Work to complete ::
Consider the listing below. Extract exactly the lines from the line containing "positive clicks: (363, 65) (383, 162)" to the line containing "box: [0, 0, 558, 196]", both included.

Provided entries ::
○ ○ ○ ○

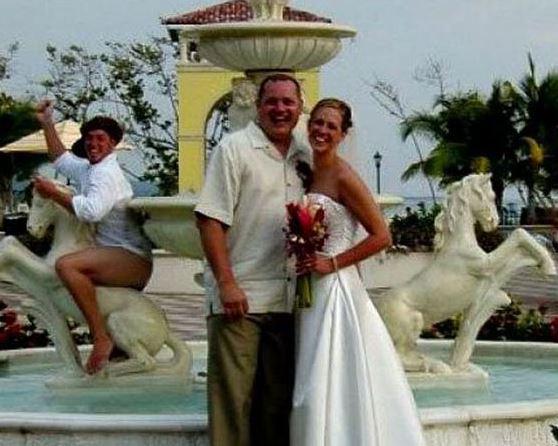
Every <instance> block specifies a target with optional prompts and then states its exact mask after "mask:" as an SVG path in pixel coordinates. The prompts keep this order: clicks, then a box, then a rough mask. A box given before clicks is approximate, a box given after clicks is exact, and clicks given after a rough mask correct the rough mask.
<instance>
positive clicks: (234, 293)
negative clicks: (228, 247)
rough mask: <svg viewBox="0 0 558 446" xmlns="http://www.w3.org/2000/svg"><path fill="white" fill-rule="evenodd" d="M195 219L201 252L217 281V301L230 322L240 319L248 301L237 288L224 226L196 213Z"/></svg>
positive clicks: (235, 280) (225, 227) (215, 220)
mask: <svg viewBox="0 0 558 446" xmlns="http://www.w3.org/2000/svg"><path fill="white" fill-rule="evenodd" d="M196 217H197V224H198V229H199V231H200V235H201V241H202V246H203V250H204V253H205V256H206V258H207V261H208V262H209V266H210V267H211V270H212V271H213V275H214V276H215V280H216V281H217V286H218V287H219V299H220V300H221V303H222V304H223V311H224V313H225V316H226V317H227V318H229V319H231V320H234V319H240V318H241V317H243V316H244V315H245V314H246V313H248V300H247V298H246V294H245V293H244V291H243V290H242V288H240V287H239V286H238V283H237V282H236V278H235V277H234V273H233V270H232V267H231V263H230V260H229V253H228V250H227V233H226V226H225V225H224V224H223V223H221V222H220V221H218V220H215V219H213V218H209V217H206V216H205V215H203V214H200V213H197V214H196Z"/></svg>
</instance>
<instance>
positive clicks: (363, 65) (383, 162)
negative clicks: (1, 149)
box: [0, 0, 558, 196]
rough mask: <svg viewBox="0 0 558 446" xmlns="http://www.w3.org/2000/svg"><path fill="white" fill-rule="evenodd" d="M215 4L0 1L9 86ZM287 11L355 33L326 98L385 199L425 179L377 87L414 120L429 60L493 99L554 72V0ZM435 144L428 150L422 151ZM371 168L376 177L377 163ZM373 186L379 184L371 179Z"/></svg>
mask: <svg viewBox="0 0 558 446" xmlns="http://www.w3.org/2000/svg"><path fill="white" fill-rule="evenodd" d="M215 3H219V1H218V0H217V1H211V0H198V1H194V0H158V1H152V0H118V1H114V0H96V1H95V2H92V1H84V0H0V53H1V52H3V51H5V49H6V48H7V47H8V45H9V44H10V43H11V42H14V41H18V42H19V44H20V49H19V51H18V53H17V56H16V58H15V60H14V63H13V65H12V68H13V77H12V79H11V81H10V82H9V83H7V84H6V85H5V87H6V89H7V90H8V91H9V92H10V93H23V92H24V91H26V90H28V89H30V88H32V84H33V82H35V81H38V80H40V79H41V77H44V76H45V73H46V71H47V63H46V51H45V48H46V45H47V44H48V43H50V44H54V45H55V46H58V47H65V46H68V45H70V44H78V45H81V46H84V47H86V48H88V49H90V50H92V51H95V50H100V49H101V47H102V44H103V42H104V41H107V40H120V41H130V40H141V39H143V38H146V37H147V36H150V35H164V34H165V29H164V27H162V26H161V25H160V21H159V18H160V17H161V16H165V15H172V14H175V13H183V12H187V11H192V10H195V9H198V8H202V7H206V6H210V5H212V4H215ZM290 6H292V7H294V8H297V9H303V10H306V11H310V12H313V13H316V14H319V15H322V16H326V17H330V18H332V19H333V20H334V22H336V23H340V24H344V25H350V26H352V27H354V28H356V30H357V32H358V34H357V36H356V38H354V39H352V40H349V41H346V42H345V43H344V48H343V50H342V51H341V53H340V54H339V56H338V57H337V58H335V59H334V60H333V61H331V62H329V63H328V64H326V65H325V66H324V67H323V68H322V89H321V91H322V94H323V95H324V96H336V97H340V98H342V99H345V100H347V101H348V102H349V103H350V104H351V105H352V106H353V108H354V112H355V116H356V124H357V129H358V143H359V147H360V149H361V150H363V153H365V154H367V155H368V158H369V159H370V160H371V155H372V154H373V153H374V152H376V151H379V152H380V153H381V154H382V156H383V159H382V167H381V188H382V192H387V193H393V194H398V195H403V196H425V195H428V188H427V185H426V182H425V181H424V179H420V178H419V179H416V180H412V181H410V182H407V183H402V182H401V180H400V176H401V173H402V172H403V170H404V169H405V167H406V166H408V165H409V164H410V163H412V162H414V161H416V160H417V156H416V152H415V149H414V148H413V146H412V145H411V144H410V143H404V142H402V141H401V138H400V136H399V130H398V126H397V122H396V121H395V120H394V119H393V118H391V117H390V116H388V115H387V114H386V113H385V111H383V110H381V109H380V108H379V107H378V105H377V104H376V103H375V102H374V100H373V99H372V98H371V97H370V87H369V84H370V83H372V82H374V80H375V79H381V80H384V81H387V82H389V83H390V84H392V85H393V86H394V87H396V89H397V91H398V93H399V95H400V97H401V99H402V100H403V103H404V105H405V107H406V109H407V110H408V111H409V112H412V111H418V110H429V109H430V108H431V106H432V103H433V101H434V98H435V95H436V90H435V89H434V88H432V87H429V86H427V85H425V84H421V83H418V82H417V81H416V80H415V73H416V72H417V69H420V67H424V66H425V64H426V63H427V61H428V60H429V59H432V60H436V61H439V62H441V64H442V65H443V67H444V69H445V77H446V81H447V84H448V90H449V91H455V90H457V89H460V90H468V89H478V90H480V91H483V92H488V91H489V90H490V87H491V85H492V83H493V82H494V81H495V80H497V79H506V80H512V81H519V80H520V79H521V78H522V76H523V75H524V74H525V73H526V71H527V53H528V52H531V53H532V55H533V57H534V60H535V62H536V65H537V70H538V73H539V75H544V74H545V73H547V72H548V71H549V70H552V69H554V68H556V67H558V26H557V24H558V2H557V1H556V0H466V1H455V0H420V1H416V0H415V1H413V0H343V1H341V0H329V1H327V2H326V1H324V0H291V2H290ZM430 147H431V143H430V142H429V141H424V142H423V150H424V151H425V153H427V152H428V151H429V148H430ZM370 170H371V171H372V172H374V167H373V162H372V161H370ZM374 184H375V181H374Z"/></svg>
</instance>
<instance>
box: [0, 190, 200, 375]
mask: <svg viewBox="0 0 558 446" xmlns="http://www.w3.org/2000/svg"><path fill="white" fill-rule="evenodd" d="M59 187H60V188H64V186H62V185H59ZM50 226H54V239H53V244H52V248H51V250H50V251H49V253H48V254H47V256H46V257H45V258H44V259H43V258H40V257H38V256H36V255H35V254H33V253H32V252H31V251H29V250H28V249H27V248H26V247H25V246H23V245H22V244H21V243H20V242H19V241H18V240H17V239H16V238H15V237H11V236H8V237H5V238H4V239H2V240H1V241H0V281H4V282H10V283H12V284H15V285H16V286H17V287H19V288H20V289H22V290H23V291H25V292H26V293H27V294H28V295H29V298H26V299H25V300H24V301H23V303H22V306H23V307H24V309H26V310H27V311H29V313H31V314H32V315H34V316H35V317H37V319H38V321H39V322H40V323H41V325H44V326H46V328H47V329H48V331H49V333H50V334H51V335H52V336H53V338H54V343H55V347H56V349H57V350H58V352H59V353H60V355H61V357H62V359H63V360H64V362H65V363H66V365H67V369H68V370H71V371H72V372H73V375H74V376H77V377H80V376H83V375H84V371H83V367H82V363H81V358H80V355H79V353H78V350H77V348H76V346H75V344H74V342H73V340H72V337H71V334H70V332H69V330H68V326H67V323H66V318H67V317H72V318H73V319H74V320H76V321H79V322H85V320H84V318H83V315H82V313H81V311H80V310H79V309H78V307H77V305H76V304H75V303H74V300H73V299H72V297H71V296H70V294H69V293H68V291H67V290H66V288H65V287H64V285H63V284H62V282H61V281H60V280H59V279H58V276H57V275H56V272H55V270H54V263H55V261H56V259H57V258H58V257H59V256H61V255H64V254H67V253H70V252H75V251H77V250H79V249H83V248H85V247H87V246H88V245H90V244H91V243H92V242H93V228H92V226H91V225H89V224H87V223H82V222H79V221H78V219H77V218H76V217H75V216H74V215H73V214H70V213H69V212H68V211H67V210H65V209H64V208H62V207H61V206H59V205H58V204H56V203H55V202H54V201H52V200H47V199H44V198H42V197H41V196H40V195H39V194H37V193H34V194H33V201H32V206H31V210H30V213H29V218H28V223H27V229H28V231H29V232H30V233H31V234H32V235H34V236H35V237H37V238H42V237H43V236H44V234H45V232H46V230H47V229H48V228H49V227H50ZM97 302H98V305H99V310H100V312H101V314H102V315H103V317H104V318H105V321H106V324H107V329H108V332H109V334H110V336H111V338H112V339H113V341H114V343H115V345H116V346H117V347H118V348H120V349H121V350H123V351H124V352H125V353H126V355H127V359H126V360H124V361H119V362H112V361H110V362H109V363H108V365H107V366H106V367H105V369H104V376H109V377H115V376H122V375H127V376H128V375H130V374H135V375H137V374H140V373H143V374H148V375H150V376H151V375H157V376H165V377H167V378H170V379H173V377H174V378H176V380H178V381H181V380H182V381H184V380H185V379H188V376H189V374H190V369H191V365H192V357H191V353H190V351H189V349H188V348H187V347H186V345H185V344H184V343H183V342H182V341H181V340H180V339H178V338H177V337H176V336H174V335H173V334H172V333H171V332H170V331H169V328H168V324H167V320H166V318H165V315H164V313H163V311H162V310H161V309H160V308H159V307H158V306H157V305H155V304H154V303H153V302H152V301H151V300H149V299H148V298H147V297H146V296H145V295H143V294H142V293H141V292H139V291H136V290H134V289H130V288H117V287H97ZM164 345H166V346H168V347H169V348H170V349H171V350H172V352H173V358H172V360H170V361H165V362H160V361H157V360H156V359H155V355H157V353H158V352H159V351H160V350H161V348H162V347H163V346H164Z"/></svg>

○ ○ ○ ○

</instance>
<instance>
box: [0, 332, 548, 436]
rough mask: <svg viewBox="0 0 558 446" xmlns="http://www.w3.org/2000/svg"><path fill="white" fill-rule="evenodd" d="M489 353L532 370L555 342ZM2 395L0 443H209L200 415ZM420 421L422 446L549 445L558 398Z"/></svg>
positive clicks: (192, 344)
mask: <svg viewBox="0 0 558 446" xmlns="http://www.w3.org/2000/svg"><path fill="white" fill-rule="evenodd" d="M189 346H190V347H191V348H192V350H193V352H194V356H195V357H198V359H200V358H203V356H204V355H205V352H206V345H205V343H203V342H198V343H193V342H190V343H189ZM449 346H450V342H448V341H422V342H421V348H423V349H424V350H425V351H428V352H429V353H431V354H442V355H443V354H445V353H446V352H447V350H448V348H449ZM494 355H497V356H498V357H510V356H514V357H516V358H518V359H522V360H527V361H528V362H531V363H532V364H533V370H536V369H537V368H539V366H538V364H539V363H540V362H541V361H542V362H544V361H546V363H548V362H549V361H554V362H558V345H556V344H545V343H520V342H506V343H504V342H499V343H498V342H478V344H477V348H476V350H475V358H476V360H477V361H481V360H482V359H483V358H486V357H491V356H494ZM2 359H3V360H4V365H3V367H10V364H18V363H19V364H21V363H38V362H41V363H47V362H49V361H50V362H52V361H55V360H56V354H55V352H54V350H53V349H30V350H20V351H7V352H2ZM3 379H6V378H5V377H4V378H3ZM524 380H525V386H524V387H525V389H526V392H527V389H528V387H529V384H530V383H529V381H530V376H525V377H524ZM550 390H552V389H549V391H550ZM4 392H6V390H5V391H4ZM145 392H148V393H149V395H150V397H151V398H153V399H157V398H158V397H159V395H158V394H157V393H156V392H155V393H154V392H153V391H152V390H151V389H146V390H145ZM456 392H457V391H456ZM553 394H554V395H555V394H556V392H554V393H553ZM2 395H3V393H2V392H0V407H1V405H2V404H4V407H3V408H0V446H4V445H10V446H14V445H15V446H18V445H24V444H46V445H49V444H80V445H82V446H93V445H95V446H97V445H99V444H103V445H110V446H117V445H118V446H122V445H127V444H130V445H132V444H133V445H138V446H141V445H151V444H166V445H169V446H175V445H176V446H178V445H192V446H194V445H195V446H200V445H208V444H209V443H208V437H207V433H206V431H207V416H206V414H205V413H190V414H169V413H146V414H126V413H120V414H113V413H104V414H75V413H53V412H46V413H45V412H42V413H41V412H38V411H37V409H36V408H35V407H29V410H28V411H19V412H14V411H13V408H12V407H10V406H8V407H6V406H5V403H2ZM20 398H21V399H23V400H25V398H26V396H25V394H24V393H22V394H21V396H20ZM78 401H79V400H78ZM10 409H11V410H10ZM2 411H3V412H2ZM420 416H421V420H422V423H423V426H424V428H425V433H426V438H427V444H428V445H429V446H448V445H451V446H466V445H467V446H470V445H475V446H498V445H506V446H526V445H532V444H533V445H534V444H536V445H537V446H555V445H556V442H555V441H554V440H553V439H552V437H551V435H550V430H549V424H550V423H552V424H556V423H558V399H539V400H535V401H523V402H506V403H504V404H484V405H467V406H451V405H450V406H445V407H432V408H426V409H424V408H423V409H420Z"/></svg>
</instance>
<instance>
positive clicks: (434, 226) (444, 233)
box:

○ ○ ○ ○

Output below ::
positive clicks: (363, 65) (383, 162)
negative clicks: (1, 149)
box: [0, 0, 558, 196]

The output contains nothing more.